■ **Consigne A**: Compte les lignes du listing qui contiennent la chaîne « person », en tenant compte de la casse, et donne seulement ce nombre.

■ **Extrait**:
Je suis encore un peu intimidée et n’ose pas passer dans les rangs, sauf pour distribuer des copies.

Parfois, je m’y efforce tout de même et me crée une épreuve : Voici un cours de grammaire et le moment où je dicte une théorie : ” La subordonnée relative commence par…. ”

Les élèves sont penchés sur leurs feuilles ; j’en profite donc pour arpenter la classe, mais regagne vite mon bureau.

Les élèves sont obéissants, travaillent, écoutent. On entendrait les mouches voler…C’est parfait,

Jusqu’au jour où, alors que je viens de donner à faire un exercice et suis moi-même absorbée par la suite à donner à mon cours, je vois un élève se lever tranquillement, passer devant mon bureau, puis aller donner une gifle magistrale à un autre. Personne ne bronche. L’agressé ne réplique pas. Je balbutie : ” Mais, que faites-vous ? ”

-Madame, je l’ai frappé car il a insulté ma mère.

-Je comprends, mais vous auriez pu régler votre différent à la sortie. Là, vous avez perturbé la classe, je ne peux pas l’accepter. Donc, je vais vous punir pour cela.

-Oui madame, je comprends.

Explication mutuelle. Point final.

■ **Consigne B**: Recopie l'extrait ci-dessus en entier, sans y changer quoi que ce soit.

■ **Entrées de pointage et d'étiquetage**:
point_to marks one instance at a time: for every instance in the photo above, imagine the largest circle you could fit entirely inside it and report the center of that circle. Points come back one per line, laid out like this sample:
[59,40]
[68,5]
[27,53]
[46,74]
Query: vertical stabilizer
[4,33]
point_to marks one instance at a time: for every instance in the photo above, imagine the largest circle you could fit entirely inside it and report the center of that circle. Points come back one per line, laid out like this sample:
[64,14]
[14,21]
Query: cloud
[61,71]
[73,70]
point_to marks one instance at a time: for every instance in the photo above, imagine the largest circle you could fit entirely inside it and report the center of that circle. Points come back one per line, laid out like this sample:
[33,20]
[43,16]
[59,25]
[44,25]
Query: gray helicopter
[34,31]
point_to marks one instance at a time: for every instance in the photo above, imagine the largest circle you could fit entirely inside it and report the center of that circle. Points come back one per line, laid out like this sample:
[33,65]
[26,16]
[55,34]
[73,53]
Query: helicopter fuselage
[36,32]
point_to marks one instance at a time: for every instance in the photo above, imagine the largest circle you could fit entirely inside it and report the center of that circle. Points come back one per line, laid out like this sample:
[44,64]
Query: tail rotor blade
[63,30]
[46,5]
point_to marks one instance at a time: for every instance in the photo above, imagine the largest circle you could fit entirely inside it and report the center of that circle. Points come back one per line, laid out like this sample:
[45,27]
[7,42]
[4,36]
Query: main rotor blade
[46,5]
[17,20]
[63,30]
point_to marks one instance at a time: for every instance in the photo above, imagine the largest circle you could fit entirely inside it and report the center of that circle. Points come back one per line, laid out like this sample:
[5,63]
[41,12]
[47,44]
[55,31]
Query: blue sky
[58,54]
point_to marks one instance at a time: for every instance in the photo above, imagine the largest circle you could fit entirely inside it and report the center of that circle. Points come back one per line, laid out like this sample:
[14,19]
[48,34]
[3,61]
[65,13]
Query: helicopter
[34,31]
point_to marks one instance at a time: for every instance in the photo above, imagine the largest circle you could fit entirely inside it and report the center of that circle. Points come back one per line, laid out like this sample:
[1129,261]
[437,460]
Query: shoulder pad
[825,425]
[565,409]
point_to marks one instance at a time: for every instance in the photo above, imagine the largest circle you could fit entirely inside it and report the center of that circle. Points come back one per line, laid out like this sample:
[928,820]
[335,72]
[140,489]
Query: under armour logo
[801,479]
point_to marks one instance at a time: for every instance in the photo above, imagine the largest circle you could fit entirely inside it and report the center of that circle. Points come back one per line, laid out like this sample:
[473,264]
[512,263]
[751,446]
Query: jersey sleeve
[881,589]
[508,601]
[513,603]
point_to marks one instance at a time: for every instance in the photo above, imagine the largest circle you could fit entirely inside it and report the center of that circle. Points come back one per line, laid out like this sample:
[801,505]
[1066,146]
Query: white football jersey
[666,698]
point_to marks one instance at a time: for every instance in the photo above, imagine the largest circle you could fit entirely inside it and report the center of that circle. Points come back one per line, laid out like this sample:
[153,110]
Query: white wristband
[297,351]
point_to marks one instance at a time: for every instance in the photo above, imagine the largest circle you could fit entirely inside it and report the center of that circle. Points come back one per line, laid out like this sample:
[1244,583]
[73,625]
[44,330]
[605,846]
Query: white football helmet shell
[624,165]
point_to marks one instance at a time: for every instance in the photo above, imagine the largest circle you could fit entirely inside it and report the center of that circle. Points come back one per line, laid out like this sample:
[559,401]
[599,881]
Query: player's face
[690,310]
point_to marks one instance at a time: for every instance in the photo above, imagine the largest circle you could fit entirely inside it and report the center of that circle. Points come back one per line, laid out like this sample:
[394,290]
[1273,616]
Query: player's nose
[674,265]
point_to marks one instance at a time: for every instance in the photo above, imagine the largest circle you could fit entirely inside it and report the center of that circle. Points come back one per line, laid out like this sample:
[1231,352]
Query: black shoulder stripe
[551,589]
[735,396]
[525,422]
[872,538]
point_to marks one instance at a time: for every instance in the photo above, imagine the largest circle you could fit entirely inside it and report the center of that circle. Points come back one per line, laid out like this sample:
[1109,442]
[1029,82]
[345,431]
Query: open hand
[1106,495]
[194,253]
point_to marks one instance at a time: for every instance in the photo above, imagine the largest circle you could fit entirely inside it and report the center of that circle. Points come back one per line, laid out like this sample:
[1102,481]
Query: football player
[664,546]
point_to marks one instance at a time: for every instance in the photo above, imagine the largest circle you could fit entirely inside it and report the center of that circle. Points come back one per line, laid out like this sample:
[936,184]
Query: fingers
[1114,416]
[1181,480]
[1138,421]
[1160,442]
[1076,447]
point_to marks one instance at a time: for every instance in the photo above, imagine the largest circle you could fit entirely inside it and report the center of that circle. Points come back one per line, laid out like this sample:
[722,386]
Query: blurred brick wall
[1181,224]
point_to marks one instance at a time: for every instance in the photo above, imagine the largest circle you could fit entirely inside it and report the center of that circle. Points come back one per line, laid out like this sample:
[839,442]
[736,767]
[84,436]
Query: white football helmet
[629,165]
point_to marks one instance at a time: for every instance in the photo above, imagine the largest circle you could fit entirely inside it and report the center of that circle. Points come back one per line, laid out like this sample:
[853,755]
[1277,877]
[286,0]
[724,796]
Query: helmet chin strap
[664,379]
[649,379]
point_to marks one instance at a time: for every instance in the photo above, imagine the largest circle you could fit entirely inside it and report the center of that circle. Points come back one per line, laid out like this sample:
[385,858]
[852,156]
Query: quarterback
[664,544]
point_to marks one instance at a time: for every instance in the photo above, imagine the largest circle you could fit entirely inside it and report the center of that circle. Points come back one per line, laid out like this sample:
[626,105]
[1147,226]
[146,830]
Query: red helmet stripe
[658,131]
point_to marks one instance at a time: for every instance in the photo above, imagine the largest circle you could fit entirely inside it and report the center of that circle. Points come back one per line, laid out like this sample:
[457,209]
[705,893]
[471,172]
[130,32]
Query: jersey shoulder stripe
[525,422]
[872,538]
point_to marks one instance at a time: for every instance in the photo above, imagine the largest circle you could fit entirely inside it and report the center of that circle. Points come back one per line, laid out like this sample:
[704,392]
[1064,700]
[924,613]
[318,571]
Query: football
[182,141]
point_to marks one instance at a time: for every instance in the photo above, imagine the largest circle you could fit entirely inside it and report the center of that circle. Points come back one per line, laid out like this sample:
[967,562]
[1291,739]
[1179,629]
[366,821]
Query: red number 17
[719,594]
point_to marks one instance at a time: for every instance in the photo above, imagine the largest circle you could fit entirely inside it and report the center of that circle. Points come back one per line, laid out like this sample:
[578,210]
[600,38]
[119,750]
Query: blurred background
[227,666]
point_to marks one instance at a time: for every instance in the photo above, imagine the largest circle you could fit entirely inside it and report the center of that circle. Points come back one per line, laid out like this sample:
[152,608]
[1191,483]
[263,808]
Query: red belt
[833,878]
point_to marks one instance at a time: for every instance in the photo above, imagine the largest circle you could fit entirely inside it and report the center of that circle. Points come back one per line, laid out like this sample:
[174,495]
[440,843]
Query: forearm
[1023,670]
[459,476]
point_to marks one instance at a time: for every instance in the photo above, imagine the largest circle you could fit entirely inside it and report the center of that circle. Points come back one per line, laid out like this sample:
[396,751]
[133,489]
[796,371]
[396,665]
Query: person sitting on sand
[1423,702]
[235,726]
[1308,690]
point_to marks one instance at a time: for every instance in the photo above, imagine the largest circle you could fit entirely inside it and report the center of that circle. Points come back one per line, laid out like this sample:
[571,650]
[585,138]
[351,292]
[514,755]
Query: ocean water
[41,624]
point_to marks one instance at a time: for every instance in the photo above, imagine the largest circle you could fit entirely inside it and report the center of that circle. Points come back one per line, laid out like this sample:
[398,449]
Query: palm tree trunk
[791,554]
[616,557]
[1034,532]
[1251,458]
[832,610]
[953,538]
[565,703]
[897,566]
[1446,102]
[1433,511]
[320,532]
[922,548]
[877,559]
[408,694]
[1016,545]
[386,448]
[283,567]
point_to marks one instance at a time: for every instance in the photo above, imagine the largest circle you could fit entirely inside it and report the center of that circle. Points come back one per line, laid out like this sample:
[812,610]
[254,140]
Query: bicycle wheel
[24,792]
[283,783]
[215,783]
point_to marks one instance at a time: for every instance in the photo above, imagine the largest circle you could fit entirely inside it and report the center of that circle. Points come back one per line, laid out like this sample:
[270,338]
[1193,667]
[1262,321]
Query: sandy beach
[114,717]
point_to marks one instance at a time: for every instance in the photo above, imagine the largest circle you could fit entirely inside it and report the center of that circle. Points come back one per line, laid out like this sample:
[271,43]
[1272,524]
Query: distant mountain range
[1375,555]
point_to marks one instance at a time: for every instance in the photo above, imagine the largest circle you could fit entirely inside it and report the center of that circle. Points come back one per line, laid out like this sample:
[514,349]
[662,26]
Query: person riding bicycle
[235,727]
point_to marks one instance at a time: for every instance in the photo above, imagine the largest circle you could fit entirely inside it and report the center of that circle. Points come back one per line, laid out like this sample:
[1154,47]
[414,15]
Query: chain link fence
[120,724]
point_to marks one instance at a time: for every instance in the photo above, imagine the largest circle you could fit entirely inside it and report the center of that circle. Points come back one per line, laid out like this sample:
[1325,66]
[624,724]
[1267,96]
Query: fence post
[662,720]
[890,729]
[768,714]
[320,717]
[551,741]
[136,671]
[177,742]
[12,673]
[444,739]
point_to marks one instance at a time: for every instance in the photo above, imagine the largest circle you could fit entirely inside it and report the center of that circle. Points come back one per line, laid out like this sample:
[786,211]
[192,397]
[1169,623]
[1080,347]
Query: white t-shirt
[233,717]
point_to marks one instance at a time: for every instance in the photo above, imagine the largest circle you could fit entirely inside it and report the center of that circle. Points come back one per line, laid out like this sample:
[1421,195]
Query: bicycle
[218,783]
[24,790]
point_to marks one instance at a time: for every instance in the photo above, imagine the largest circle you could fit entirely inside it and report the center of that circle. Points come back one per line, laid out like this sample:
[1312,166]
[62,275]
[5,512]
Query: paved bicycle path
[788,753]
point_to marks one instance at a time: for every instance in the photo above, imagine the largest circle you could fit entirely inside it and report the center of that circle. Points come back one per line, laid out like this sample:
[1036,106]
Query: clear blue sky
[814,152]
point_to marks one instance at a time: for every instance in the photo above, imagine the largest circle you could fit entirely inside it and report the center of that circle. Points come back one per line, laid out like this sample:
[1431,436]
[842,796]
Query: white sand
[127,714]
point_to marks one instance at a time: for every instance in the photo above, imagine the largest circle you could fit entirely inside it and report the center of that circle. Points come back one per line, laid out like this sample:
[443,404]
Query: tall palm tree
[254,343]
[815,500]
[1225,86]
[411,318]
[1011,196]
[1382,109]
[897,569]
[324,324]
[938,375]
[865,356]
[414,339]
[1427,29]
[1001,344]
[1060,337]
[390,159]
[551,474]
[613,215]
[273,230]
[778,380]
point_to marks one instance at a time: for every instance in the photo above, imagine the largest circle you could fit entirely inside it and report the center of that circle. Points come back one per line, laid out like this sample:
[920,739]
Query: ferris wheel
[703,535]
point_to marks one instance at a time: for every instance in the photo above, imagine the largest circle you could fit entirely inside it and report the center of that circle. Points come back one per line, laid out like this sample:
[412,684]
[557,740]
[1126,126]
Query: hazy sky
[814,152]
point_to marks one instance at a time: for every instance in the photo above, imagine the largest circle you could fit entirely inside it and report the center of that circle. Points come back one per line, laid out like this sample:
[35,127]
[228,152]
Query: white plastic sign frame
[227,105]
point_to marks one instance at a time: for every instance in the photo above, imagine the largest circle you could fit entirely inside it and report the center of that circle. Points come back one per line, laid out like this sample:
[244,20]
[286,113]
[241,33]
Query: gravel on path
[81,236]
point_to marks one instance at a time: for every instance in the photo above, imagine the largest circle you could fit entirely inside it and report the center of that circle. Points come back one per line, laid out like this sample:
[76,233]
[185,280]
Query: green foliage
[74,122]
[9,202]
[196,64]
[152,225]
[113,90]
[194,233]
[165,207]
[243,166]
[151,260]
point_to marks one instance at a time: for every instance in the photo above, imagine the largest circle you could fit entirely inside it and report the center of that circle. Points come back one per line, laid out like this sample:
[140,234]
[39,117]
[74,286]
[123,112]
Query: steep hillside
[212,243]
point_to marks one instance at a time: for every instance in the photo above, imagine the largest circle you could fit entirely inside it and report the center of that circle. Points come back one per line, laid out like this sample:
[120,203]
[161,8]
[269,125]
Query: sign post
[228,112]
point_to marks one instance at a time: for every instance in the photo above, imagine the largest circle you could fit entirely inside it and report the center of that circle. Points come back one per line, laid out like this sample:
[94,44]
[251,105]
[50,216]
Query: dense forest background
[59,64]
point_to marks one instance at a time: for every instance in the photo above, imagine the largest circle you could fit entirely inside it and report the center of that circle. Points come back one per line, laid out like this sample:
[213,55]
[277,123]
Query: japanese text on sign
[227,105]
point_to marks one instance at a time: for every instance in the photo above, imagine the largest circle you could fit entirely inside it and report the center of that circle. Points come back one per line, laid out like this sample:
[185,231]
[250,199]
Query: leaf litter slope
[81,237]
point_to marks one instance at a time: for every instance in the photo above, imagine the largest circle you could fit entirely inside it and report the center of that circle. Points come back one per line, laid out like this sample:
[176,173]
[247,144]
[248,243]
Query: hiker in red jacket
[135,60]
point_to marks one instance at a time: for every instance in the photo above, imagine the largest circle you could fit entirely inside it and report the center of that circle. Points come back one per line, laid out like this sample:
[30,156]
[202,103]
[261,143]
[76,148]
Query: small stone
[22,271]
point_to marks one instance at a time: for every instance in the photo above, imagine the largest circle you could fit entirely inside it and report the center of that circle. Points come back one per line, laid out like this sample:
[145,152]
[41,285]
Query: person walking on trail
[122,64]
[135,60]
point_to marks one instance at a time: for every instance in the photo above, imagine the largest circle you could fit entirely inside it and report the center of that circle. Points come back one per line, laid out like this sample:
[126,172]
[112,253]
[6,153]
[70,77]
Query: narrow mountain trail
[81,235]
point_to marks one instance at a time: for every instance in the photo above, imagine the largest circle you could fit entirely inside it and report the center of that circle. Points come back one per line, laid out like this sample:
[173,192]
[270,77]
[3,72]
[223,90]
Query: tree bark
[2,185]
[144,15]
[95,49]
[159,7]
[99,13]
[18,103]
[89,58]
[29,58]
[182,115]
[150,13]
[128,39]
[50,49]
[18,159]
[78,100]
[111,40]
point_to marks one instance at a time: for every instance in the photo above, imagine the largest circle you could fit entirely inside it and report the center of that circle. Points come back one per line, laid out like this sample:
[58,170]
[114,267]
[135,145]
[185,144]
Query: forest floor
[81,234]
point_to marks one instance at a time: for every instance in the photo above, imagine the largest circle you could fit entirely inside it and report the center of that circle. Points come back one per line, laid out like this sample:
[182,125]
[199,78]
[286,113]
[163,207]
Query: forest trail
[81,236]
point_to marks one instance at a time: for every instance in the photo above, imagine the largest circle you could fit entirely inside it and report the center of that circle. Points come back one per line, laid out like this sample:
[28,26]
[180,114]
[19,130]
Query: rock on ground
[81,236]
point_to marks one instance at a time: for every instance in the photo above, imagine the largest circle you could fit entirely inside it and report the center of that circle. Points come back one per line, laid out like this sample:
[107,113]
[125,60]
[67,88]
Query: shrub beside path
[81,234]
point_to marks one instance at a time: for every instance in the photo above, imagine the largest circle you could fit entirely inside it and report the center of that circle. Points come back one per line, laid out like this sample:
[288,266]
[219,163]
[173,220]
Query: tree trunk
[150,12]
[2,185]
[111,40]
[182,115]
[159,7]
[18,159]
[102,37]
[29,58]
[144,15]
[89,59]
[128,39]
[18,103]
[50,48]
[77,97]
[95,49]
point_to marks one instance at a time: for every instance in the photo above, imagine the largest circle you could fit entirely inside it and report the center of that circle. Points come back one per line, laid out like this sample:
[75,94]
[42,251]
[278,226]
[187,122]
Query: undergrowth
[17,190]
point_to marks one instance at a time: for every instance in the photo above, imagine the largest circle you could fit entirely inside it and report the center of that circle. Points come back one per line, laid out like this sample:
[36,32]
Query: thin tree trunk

■ **Réponse A**: 3

■ **Réponse B**:
Je suis encore un peu intimidée et n’ose pas passer dans les rangs, sauf pour distribuer des copies.

Parfois, je m’y efforce tout de même et me crée une épreuve : Voici un cours de grammaire et le moment où je dicte une théorie : ” La subordonnée relative commence par…. ”

Les élèves sont penchés sur leurs feuilles ; j’en profite donc pour arpenter la classe, mais regagne vite mon bureau.

Les élèves sont obéissants, travaillent, écoutent. On entendrait les mouches voler…C’est parfait,

Jusqu’au jour où, alors que je viens de donner à faire un exercice et suis moi-même absorbée par la suite à donner à mon cours, je vois un élève se lever tranquillement, passer devant mon bureau, puis aller donner une gifle magistrale à un autre. Personne ne bronche. L’agressé ne réplique pas. Je balbutie : ” Mais, que faites-vous ? ”

-Madame, je l’ai frappé car il a insulté ma mère.

-Je comprends, mais vous auriez pu régler votre différent à la sortie. Là, vous avez perturbé la classe, je ne peux pas l’accepter. Donc, je vais vous punir pour cela.

-Oui madame, je comprends.

Explication mutuelle. Point final.